▶ **Short exercise**
Can you give all the records again without altering a single character?

= = = = =

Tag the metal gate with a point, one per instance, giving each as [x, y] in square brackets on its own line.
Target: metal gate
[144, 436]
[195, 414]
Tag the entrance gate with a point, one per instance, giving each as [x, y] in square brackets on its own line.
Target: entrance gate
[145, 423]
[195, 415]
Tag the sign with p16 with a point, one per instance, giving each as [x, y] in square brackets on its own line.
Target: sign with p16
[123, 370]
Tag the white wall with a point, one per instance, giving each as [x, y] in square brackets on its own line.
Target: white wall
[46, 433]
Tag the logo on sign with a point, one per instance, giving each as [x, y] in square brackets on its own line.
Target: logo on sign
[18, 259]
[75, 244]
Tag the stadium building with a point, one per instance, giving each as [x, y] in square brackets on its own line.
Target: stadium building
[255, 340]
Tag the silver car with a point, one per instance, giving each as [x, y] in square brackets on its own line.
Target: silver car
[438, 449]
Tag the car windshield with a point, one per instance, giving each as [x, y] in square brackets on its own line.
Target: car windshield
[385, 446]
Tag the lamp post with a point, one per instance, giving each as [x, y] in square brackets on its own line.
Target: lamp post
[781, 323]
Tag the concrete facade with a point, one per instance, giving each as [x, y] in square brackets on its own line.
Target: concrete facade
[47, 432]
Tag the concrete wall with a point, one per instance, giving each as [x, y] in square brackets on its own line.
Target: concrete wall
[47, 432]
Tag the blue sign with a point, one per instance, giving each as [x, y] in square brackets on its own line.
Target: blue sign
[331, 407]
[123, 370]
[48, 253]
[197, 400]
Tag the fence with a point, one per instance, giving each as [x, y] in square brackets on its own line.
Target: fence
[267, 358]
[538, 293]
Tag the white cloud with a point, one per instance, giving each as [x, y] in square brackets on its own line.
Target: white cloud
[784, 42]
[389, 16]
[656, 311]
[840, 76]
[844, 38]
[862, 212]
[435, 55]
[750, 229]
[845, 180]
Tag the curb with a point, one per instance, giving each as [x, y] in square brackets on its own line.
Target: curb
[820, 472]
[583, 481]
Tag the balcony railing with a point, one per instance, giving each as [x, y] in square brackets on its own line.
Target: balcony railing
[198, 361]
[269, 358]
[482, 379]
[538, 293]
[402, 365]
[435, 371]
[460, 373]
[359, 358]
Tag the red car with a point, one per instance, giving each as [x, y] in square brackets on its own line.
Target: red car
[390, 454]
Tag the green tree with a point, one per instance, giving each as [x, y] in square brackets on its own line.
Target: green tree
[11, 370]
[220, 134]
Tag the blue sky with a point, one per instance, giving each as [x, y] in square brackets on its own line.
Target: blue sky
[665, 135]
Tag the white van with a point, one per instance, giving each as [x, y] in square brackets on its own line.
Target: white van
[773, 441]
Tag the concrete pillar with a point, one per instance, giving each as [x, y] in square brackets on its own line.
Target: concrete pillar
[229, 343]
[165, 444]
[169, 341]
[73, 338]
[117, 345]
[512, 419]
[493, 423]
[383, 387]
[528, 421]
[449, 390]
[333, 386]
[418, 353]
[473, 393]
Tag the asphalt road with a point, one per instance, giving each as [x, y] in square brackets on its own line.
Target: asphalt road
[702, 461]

= = = = =

▶ **Output for this task**
Tag the metal gate with a point, one per instance, giving each as [x, y] in square brackets on its own line.
Target: metal gate
[144, 436]
[195, 414]
Tag the entrance gate with a point, one per instance, giving each as [x, y] in square brackets on its own line.
Target: entrance gate
[145, 423]
[195, 415]
Tag the sign with p16 with a point, one per instance, giving each as [x, y] in square brackets on its own line.
Target: sign with p16
[123, 370]
Tag the white wall with a point, one per instance, giving each as [x, y] in square brackets on its own line.
Target: white wall
[46, 433]
Tag the logo on sign with a point, one per instance, giving each as [x, y] in square brackets on its own line.
Target: logo on sign
[18, 259]
[75, 244]
Tag the stadium building with a point, one per instance, giving each as [x, y] in square brackets on its own line.
Target: stadium building
[255, 340]
Tag the silver car with a point, one per instance, giving each as [x, y] in square brackets on its own line.
Target: silver car
[438, 449]
Tag the car windshield with a point, one per instance, giving each as [x, y] in square brackets on its own line.
Target: car windshield
[385, 446]
Tag the lamp post with a point, one per instance, giving each as [x, y] in square brackets on its own line.
Target: lamp post
[781, 323]
Tag the concrete facade with a point, one per instance, giving each as [x, y] in square brackets on its own line.
Target: concrete facade
[47, 432]
Tag the concrete wall with a point, one per instance, giving each as [x, y] in square brackets on its own line.
Target: concrete wall
[47, 432]
Tag the blue sign with a point, one per instance, giving each as [x, y] in square brackets on its own line.
Target: blue sign
[331, 407]
[123, 370]
[48, 253]
[197, 400]
Tag the fence with a point, one per instance, giving each as [x, y] in square brackets on its own line.
Target: fence
[267, 358]
[538, 293]
Tag the white cloud with a point, one per instance, giving each as [x, y] in square brackets on its own line.
Target: white cloud
[784, 42]
[389, 16]
[656, 311]
[840, 76]
[844, 38]
[862, 212]
[435, 55]
[750, 229]
[845, 180]
Tag the curb with a point, one per instance, giving each as [x, y] in square brackets on its own line.
Target: curb
[820, 472]
[583, 481]
Tag the balcony railing with a point, one per instance, giving each as [x, y] in square brackets on its own line.
Target: balcony railing
[198, 361]
[269, 358]
[482, 379]
[538, 293]
[402, 365]
[435, 371]
[460, 373]
[359, 358]
Tag the red car with a point, one per instance, giving each as [x, y] in square brackets on its own line.
Target: red car
[390, 454]
Tag the green tree with a point, one per instance, giving each as [x, y] in square brackets on its own line.
Target: green tree
[11, 370]
[220, 134]
Tag the blue sky with a point, one per instance, giving each as [x, y] in square brackets on its own line.
Target: blue sky
[665, 135]
Tag the white van with a point, one per instance, giving each as [x, y] in square brackets on its own line.
Target: white van
[773, 441]
Tag the concrete pillar with a point, one per instance, giving each as [x, y] in square brackets on its own line.
Target: concrete pillar
[229, 343]
[165, 444]
[169, 341]
[73, 338]
[117, 345]
[512, 419]
[493, 423]
[383, 387]
[528, 421]
[449, 390]
[333, 386]
[418, 353]
[473, 393]
Tag the asphalt road with a point, one per instance, giving each as [x, y] in square brackets on its own line.
Target: asphalt road
[702, 461]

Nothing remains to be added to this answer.